===== Excerpted data =====

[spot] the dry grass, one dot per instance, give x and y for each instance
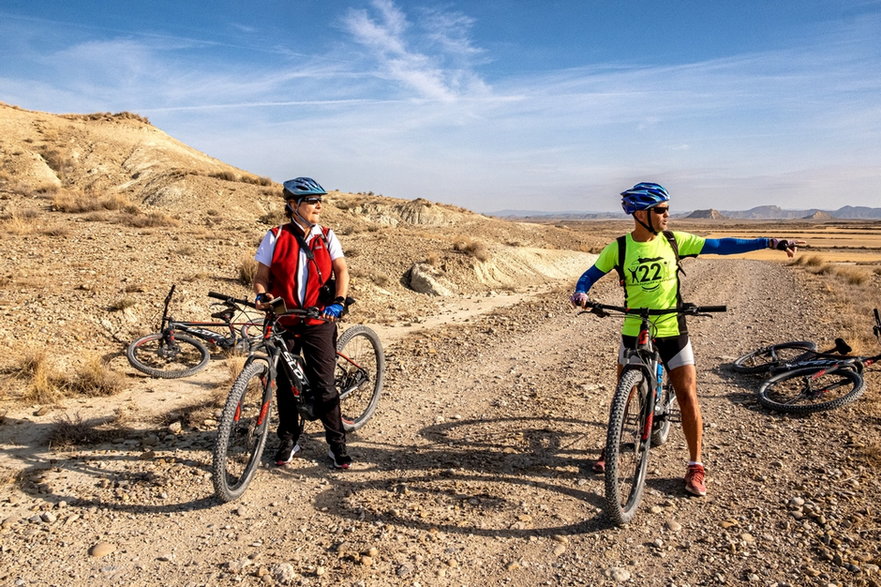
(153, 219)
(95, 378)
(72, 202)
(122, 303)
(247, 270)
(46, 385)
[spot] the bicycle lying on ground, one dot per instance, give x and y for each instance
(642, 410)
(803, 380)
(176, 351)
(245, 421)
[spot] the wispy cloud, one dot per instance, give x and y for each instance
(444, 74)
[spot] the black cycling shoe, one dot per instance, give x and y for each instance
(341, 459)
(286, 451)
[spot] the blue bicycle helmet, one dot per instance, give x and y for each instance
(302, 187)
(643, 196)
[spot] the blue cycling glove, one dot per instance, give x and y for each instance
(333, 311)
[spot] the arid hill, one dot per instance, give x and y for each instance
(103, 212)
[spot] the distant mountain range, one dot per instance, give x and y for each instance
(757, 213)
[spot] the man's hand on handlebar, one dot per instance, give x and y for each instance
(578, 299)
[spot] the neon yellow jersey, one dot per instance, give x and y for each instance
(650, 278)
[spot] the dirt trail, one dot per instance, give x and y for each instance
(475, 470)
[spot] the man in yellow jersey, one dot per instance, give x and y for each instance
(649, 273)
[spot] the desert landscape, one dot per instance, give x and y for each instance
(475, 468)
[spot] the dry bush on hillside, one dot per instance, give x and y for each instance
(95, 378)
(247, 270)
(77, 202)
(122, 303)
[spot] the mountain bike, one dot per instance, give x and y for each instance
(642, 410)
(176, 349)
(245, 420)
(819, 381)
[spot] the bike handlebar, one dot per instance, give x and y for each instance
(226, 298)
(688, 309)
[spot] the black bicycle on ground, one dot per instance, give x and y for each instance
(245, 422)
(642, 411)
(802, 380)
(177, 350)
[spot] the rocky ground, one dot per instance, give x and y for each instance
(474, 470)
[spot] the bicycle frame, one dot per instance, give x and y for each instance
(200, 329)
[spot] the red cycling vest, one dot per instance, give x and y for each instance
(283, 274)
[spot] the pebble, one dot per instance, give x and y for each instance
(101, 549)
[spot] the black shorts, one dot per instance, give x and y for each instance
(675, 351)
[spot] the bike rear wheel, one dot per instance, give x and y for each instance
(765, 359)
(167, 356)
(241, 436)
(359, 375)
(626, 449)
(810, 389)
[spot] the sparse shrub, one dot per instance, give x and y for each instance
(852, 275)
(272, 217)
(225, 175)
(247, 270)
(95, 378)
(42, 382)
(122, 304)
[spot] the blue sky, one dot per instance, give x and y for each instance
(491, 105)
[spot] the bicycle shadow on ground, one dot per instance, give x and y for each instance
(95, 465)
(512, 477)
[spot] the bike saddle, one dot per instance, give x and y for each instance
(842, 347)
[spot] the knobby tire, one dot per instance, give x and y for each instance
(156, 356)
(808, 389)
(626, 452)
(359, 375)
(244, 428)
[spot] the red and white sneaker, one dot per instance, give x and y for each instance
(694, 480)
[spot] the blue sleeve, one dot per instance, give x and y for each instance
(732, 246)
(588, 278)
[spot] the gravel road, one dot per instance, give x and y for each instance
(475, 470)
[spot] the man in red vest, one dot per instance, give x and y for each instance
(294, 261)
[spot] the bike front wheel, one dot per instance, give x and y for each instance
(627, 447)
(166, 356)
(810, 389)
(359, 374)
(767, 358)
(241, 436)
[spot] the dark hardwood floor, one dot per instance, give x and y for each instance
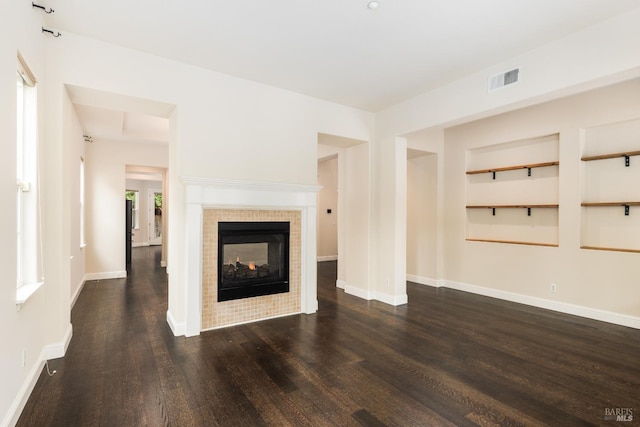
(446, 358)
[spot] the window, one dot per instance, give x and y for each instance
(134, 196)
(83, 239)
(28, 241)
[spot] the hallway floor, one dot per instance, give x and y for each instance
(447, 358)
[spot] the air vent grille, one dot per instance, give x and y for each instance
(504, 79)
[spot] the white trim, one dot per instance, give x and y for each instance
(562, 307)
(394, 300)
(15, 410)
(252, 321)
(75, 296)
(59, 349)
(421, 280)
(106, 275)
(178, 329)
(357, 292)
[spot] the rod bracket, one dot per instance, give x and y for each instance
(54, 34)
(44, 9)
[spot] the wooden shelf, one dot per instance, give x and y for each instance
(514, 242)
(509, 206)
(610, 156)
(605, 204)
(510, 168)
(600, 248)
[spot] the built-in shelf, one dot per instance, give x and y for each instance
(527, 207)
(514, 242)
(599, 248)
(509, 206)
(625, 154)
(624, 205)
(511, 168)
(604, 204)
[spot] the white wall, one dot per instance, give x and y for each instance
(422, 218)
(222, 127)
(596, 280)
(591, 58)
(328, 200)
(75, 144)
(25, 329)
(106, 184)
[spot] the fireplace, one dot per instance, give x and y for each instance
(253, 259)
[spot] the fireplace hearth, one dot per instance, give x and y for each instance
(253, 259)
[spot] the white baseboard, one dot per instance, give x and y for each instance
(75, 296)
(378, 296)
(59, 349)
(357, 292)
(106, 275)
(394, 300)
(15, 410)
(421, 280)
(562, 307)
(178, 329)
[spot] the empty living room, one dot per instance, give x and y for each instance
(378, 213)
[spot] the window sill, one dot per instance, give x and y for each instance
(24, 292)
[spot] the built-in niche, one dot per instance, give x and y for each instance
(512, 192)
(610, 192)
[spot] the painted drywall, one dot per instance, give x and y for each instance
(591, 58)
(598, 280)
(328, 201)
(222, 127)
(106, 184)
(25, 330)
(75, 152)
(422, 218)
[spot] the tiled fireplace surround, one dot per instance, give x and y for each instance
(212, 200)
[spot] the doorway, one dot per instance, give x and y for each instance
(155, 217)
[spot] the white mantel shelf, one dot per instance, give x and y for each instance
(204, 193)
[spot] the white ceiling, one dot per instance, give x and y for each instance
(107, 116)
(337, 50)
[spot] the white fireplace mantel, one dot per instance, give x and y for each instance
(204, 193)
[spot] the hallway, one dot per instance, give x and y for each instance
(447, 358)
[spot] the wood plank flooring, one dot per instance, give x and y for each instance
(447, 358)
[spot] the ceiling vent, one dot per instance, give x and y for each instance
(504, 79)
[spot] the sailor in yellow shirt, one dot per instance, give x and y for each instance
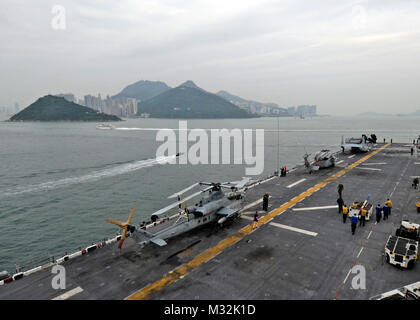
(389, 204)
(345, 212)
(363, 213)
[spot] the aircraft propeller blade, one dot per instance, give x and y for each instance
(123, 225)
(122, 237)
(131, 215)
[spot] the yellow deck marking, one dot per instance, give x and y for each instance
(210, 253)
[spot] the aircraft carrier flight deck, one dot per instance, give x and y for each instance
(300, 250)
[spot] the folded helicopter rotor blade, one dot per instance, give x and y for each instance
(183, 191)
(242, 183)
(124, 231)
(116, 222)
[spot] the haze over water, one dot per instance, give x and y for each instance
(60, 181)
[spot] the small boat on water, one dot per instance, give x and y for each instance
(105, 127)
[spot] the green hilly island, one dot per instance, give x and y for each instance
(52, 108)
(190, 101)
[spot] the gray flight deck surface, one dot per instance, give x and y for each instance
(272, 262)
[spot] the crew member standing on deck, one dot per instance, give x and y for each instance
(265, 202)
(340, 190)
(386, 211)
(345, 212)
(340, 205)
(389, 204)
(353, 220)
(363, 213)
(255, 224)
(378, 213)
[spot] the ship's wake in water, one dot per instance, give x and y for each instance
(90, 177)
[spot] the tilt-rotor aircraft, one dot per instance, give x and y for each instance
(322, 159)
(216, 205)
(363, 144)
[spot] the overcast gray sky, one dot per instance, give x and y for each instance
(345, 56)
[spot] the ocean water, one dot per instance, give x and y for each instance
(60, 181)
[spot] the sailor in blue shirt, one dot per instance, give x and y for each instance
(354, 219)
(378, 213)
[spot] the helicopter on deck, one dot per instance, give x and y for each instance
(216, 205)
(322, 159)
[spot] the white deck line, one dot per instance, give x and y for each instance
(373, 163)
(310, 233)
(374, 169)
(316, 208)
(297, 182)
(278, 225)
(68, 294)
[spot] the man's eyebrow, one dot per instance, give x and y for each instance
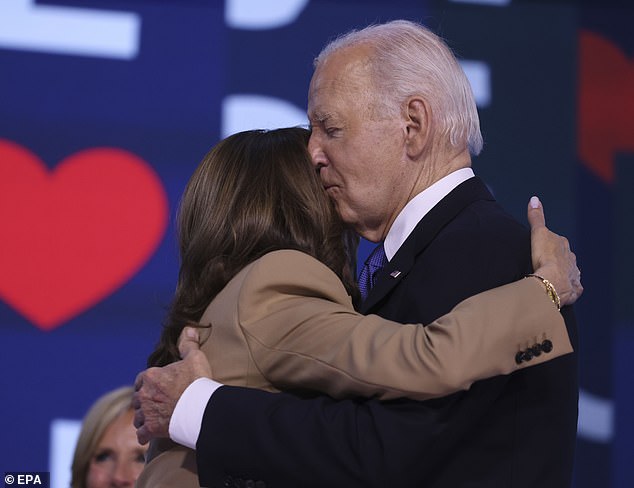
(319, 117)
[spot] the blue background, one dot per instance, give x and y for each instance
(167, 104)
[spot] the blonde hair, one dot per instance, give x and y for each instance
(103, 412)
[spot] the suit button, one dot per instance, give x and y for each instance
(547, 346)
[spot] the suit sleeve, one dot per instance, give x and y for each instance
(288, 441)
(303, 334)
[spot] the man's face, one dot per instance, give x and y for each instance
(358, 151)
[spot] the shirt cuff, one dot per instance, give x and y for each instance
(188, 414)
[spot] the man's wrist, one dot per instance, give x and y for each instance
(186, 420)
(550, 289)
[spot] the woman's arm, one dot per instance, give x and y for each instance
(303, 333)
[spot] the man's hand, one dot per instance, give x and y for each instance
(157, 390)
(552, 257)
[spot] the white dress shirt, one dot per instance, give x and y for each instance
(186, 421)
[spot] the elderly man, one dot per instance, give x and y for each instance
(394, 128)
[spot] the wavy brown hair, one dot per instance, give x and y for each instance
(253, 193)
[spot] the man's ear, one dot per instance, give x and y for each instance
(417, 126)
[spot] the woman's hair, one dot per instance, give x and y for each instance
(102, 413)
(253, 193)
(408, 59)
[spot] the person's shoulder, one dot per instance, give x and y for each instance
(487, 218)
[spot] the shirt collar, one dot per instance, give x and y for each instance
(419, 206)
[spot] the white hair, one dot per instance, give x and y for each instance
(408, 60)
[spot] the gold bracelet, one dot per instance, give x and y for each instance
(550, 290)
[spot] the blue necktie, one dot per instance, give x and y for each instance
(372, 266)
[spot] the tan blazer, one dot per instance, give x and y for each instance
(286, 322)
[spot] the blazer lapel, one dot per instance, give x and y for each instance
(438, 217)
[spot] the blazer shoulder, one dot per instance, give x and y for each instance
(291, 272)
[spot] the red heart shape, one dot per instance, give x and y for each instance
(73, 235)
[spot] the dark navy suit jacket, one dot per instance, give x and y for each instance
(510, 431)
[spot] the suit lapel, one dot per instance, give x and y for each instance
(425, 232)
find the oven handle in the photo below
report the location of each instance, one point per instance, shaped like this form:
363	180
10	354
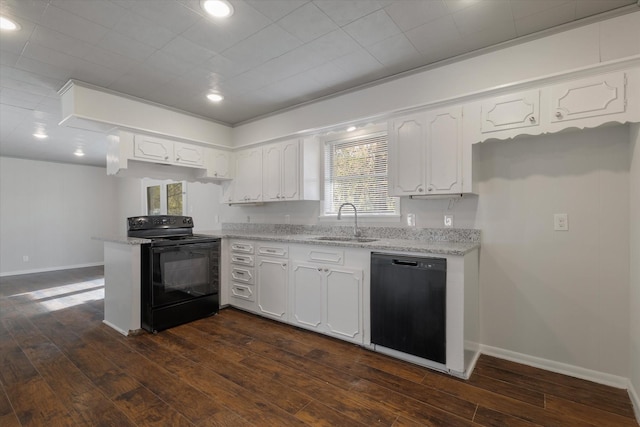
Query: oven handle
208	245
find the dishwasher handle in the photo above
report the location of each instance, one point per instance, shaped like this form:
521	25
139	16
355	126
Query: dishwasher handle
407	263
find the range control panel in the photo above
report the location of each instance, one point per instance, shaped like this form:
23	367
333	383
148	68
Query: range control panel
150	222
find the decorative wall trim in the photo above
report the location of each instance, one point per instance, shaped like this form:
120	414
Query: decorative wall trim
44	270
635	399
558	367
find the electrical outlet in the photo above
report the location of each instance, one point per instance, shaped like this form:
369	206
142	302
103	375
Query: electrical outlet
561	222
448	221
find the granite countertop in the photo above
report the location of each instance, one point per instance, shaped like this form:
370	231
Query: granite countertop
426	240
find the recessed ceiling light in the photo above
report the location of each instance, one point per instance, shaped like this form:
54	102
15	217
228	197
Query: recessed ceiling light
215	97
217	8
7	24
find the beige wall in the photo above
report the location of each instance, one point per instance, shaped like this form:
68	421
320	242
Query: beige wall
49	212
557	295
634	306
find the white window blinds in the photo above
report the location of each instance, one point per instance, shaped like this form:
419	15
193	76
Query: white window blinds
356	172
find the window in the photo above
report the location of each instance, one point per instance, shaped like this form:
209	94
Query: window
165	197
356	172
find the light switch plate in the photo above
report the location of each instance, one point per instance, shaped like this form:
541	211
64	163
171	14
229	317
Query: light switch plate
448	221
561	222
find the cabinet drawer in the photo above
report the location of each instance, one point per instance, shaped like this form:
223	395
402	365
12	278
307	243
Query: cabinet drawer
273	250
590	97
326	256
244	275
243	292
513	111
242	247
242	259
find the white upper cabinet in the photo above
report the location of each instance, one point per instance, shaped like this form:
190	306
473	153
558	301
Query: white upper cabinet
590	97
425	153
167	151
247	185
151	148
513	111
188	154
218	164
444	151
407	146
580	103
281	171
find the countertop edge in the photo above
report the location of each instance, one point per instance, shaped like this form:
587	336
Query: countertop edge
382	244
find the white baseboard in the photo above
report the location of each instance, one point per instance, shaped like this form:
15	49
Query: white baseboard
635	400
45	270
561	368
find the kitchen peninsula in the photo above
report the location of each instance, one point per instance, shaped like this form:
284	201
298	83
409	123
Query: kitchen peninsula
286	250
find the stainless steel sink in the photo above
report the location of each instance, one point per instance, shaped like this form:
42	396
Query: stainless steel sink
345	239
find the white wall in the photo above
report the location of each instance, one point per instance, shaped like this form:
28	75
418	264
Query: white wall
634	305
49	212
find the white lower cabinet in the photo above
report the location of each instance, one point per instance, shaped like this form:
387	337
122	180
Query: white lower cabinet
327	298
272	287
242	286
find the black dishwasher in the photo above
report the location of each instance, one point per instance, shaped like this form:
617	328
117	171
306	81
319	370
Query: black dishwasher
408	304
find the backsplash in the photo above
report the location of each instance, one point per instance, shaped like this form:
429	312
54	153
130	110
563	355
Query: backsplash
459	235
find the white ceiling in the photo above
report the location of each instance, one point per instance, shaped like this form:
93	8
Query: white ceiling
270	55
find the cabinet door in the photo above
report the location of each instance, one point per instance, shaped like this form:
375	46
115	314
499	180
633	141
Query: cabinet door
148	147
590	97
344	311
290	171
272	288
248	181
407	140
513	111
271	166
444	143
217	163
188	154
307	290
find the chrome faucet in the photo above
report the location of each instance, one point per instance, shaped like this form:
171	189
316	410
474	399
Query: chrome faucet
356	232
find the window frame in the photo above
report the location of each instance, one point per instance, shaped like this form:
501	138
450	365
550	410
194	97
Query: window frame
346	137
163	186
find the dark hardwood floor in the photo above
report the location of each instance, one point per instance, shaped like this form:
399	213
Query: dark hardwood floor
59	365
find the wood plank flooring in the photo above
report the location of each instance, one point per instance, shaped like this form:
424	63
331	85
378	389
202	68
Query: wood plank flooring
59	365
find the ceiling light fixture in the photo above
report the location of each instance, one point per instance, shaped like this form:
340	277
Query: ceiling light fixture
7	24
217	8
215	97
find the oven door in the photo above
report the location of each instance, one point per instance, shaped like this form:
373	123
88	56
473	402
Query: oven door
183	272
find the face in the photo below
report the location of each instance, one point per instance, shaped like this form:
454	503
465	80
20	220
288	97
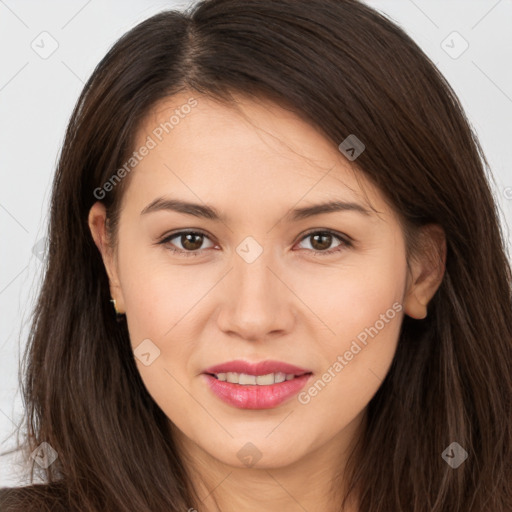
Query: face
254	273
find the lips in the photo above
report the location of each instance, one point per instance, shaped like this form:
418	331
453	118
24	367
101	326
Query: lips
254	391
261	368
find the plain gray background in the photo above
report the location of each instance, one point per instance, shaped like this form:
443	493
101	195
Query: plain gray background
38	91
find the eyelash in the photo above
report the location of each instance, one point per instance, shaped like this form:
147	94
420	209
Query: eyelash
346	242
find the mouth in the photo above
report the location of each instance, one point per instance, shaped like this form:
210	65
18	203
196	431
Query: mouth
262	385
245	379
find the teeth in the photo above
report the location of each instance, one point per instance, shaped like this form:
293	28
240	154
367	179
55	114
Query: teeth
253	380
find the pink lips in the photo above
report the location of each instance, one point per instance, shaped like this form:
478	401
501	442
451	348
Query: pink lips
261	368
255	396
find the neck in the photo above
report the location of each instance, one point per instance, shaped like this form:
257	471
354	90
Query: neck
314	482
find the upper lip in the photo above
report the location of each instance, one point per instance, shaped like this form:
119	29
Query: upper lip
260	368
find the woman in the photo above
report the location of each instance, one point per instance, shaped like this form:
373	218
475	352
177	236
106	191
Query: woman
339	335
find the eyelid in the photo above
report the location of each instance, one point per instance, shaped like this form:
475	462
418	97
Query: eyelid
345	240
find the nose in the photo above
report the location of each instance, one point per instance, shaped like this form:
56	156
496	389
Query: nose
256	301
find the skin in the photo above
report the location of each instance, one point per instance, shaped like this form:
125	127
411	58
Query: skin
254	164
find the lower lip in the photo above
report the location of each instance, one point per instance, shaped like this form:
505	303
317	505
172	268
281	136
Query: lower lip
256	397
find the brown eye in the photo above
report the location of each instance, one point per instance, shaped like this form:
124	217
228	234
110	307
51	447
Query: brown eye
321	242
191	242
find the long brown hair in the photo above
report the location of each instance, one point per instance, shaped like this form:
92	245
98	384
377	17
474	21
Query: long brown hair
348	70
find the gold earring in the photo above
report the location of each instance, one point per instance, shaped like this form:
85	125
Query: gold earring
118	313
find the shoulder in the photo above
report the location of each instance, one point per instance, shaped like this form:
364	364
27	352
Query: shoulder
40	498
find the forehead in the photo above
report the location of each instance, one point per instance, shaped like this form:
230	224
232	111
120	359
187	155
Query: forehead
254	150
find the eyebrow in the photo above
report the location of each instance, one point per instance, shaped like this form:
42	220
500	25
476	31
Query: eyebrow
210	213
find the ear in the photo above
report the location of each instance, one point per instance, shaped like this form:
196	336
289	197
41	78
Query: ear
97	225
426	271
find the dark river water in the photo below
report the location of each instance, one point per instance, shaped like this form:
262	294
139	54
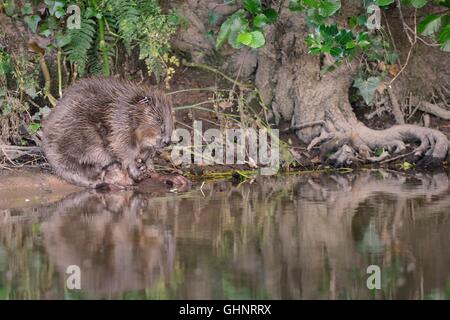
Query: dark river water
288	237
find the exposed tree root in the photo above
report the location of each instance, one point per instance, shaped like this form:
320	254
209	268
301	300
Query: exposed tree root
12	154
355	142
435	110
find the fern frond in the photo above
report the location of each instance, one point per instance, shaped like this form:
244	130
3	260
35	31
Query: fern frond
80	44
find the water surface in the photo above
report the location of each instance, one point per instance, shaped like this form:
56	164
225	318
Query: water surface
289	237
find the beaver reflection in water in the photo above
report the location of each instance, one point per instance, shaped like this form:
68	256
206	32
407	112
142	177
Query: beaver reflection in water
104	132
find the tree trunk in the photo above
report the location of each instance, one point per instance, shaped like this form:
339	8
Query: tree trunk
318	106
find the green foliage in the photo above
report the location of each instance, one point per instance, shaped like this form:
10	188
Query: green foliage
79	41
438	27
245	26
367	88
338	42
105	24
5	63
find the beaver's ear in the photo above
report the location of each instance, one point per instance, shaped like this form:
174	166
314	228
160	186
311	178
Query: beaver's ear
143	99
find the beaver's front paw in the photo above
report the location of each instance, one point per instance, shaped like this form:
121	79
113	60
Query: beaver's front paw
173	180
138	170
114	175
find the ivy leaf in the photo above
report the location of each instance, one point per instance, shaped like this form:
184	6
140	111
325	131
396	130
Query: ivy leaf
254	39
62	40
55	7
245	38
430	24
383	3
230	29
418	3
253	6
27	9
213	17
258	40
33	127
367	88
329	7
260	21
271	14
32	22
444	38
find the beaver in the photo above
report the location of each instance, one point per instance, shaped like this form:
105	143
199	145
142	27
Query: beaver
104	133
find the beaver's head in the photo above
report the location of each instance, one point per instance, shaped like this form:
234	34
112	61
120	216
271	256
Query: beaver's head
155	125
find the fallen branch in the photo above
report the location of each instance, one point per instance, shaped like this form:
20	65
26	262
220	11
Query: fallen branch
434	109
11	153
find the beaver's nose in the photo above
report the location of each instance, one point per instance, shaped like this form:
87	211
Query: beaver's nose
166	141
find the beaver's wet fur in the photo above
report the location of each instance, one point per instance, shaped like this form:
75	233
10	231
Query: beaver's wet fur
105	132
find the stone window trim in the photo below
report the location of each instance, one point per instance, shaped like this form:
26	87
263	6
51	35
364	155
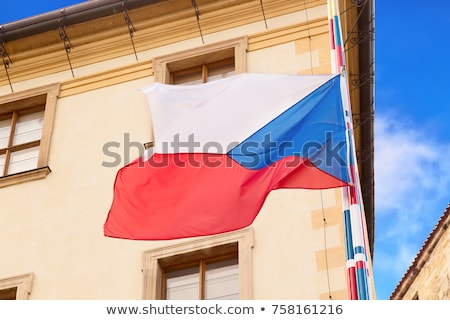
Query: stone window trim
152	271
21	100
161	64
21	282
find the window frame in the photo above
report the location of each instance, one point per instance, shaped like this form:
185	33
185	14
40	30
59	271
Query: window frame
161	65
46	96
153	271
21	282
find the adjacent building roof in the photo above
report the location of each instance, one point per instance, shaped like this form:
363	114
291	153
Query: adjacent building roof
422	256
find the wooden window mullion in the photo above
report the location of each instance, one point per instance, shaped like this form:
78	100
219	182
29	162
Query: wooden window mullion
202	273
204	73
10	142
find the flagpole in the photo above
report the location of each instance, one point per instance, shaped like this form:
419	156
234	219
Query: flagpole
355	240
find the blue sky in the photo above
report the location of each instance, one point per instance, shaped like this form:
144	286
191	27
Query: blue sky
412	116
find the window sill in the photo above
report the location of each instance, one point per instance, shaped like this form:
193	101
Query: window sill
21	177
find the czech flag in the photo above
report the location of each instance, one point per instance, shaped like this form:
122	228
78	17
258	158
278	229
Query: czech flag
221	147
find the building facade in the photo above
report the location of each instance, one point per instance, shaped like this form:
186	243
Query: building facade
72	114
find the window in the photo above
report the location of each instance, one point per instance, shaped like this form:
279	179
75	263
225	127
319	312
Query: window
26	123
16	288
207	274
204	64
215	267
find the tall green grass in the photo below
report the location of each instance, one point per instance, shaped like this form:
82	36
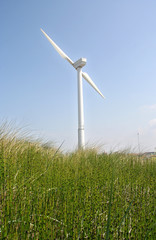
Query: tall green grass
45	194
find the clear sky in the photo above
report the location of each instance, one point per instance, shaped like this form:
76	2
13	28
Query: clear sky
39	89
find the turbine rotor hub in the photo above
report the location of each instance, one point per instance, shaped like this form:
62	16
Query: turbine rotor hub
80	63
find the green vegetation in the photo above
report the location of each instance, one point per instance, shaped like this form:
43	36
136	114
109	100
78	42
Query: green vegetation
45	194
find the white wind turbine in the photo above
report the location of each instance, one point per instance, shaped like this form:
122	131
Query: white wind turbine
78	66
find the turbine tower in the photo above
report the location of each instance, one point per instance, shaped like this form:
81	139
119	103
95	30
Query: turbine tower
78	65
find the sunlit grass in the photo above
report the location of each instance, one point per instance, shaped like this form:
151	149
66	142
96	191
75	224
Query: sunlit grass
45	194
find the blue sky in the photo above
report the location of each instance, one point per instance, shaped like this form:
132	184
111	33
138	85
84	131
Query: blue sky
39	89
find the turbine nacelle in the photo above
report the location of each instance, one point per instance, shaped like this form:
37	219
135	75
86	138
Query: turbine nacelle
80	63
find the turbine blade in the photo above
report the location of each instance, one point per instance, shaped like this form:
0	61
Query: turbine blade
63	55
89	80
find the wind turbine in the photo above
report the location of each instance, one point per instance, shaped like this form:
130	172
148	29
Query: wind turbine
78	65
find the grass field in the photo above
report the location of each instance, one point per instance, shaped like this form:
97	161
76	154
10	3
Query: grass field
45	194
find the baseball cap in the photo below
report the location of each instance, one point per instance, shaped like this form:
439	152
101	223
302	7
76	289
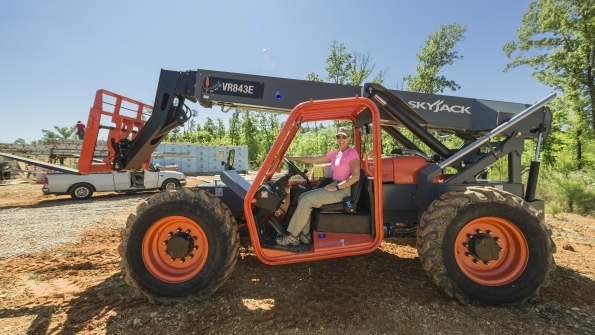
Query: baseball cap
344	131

=====

● **Your goal**
Only the lines from the one that contains "find the turbine blade in the photo above" to the end of the records, inclusive, are to be quoted exactly, with pictures excluded.

● **Output for this exercise**
find the turbine blade in the photo above
report the location of each instance, one point per instance, shaped like this form:
0	61
Query: turbine blade
63	55
89	80
find the wind turbine in the photo above
report the location of each instance, one point per instance, shaped like this form:
130	172
148	29
Query: wind turbine
78	65
find the grass field in the photo above
report the location of each instance, one point per instance, shaped like this form:
97	161
76	154
10	3
Query: grass field
45	194
find the baseball cap in the photo below
report the location of each instance, one point per instance, shaped like this form:
439	152
101	223
302	7
76	289
Query: baseball cap
344	131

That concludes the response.